• _JOB ITEM_: Repeat every line of the entries below exactly as it appears.

• _Segmentation mask data_:
-----

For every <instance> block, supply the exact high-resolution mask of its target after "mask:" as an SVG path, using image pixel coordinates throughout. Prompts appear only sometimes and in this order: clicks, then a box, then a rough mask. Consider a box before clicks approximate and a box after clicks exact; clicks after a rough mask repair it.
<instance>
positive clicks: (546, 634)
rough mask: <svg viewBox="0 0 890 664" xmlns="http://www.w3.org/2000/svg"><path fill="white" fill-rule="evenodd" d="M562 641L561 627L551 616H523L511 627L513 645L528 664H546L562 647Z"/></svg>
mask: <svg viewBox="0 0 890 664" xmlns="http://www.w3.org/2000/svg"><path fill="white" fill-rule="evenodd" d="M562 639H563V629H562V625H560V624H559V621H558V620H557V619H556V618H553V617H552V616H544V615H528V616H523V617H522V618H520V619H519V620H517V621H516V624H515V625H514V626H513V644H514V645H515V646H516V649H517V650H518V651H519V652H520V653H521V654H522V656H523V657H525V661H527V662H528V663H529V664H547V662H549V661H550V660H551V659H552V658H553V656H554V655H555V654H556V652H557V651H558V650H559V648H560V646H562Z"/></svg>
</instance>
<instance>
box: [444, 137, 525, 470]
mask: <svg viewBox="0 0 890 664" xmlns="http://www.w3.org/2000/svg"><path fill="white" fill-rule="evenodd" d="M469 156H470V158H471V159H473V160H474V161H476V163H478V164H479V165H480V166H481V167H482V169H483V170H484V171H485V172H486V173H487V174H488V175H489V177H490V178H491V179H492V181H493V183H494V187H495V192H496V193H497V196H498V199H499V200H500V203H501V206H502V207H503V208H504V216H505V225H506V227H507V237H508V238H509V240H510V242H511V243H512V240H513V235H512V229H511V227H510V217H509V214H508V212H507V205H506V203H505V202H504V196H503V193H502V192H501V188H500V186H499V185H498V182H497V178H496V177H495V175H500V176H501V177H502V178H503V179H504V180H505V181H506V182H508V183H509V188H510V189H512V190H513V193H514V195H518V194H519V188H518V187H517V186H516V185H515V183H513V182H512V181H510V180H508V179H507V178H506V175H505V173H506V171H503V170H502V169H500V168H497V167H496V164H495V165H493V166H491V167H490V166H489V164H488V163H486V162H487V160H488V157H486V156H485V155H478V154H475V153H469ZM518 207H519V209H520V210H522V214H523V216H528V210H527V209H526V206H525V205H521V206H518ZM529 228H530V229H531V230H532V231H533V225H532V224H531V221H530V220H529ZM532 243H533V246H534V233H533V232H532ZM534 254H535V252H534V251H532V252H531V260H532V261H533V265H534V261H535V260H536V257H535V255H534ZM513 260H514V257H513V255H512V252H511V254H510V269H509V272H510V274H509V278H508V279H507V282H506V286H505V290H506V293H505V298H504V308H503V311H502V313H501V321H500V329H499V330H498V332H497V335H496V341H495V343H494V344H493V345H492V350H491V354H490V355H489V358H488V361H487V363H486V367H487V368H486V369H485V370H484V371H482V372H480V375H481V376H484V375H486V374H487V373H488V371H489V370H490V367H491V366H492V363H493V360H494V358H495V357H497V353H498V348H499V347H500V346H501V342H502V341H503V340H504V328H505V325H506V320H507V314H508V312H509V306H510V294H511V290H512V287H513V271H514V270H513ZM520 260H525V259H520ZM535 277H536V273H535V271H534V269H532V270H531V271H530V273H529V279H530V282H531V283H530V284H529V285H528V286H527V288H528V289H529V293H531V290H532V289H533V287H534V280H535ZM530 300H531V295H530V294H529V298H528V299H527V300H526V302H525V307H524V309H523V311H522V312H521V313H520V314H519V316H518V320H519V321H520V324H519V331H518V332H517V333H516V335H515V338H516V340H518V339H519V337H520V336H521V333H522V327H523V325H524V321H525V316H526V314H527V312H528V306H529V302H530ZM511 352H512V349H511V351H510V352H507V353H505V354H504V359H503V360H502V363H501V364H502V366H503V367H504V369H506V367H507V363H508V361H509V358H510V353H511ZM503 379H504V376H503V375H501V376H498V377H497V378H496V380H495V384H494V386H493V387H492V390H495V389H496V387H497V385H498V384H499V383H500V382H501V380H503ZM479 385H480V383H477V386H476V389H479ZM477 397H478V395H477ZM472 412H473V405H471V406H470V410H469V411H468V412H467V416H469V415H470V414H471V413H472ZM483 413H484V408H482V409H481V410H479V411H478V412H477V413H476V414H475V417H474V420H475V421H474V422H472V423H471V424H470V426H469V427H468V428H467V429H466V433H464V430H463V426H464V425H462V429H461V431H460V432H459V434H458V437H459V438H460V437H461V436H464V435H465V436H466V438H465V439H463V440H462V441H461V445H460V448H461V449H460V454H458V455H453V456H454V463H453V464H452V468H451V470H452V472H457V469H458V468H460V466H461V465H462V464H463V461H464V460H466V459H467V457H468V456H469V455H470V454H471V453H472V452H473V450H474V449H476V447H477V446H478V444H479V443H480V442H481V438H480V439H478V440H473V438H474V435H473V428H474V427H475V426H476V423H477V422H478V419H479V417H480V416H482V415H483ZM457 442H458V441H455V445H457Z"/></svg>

-----

• _TASK SOLUTION_:
For every <instance> block, supply the exact high-resolution mask of its target after "mask:" as an SVG path, using image pixel coordinates throughout. Prompts appear only sometimes and in this order: clicks, then a box, then a rough mask. Consider a box before clicks approximate and a box after clicks exact; clicks after a rough mask repair it.
<instance>
positive clicks: (546, 634)
rough mask: <svg viewBox="0 0 890 664" xmlns="http://www.w3.org/2000/svg"><path fill="white" fill-rule="evenodd" d="M562 641L561 627L551 616H523L511 627L513 645L528 664H546L562 647Z"/></svg>
mask: <svg viewBox="0 0 890 664" xmlns="http://www.w3.org/2000/svg"><path fill="white" fill-rule="evenodd" d="M562 639H563V629H562V625H560V624H559V621H558V620H557V619H556V618H553V617H552V616H544V615H528V616H523V617H522V618H520V619H519V620H517V621H516V624H515V625H514V626H513V644H514V645H515V646H516V649H517V650H518V651H519V652H520V653H521V654H522V656H523V657H525V661H527V662H528V663H529V664H547V662H549V661H550V660H551V659H552V658H553V656H554V655H555V654H556V652H557V651H558V650H559V648H560V646H562Z"/></svg>
</instance>
<instance>
box: [444, 137, 525, 470]
mask: <svg viewBox="0 0 890 664" xmlns="http://www.w3.org/2000/svg"><path fill="white" fill-rule="evenodd" d="M469 156H470V158H471V159H473V160H474V161H476V163H478V164H479V165H480V166H481V167H482V169H483V170H484V171H485V172H486V173H487V174H488V175H489V177H490V178H491V179H492V181H493V183H494V187H495V192H496V193H497V196H498V199H499V200H500V203H501V206H502V207H503V208H504V216H505V225H506V227H507V237H508V238H509V240H510V242H511V243H512V240H513V235H512V229H511V227H510V217H509V214H508V212H507V205H506V203H505V202H504V196H503V193H502V192H501V188H500V186H499V185H498V182H497V178H496V177H495V175H500V176H501V177H502V178H503V179H504V180H505V181H506V182H508V183H509V188H510V189H512V190H513V193H514V195H518V194H519V188H518V187H517V186H516V185H515V183H513V182H512V181H510V180H508V179H507V178H506V175H505V173H506V171H503V170H502V169H500V168H497V167H496V164H495V165H493V166H491V167H490V166H489V164H488V163H486V162H487V160H488V157H486V156H485V155H478V154H475V153H469ZM518 207H519V209H520V210H522V214H523V216H528V210H527V209H526V206H525V205H521V206H518ZM529 228H530V229H531V230H532V231H533V225H532V224H531V221H530V220H529ZM532 243H533V246H534V233H533V232H532ZM534 254H535V252H534V251H532V252H531V260H532V261H533V265H534V261H535V260H536V257H535V255H534ZM513 260H514V257H513V255H512V252H511V254H510V269H509V272H510V274H509V278H508V279H507V282H506V286H505V290H506V293H505V298H504V308H503V311H502V313H501V321H500V329H499V330H498V332H497V335H496V341H495V343H494V344H493V345H492V350H491V354H490V355H489V358H488V361H487V363H486V367H487V368H486V369H485V370H484V371H482V372H480V375H481V376H484V375H486V374H487V373H488V371H489V370H490V367H491V366H492V363H493V360H494V358H495V357H497V353H498V348H499V347H500V346H501V342H502V341H503V340H504V328H505V325H506V320H507V314H508V312H509V306H510V294H511V290H512V287H513V271H514V270H513ZM520 260H525V259H520ZM535 277H536V273H535V271H534V269H532V270H531V271H530V273H529V279H530V282H531V283H530V284H529V285H528V286H527V288H528V289H529V293H531V290H532V289H533V287H534V280H535ZM530 300H531V295H530V294H529V298H528V299H527V300H526V302H525V307H524V309H523V311H522V312H521V313H520V314H519V316H518V320H519V321H520V324H519V331H518V332H517V333H516V335H515V338H516V340H518V339H519V337H520V336H521V333H522V327H523V325H524V321H525V316H526V314H527V312H528V306H529V302H530ZM511 352H512V349H511V351H510V352H507V353H505V354H504V359H503V360H502V363H501V364H502V366H503V367H504V369H506V367H507V363H508V361H509V358H510V353H511ZM503 379H504V376H503V375H501V376H498V377H497V378H496V380H495V384H494V386H493V387H492V390H495V389H496V387H497V385H498V384H499V383H500V382H501V380H503ZM479 385H480V383H477V386H476V389H479ZM477 397H478V395H477ZM472 412H473V405H471V406H470V410H469V411H468V412H467V416H469V415H470V414H471V413H472ZM483 413H484V408H482V409H481V410H479V411H478V412H477V413H476V414H475V417H474V420H475V421H474V422H472V423H471V424H470V426H469V427H468V428H467V429H466V433H464V430H463V426H464V425H462V429H461V431H460V432H459V434H458V437H459V438H460V437H461V436H464V435H465V436H466V438H465V439H463V440H462V441H461V445H460V448H461V449H460V454H458V455H453V456H454V463H453V464H452V468H451V470H452V472H457V469H458V468H460V466H461V465H462V464H463V461H464V460H466V459H467V457H468V456H469V455H470V454H471V453H472V452H473V450H474V449H476V447H477V446H478V444H479V443H480V442H481V438H480V439H478V440H473V438H474V435H473V428H474V427H475V426H476V423H477V422H478V419H479V417H480V416H482V415H483ZM457 442H458V441H455V445H457Z"/></svg>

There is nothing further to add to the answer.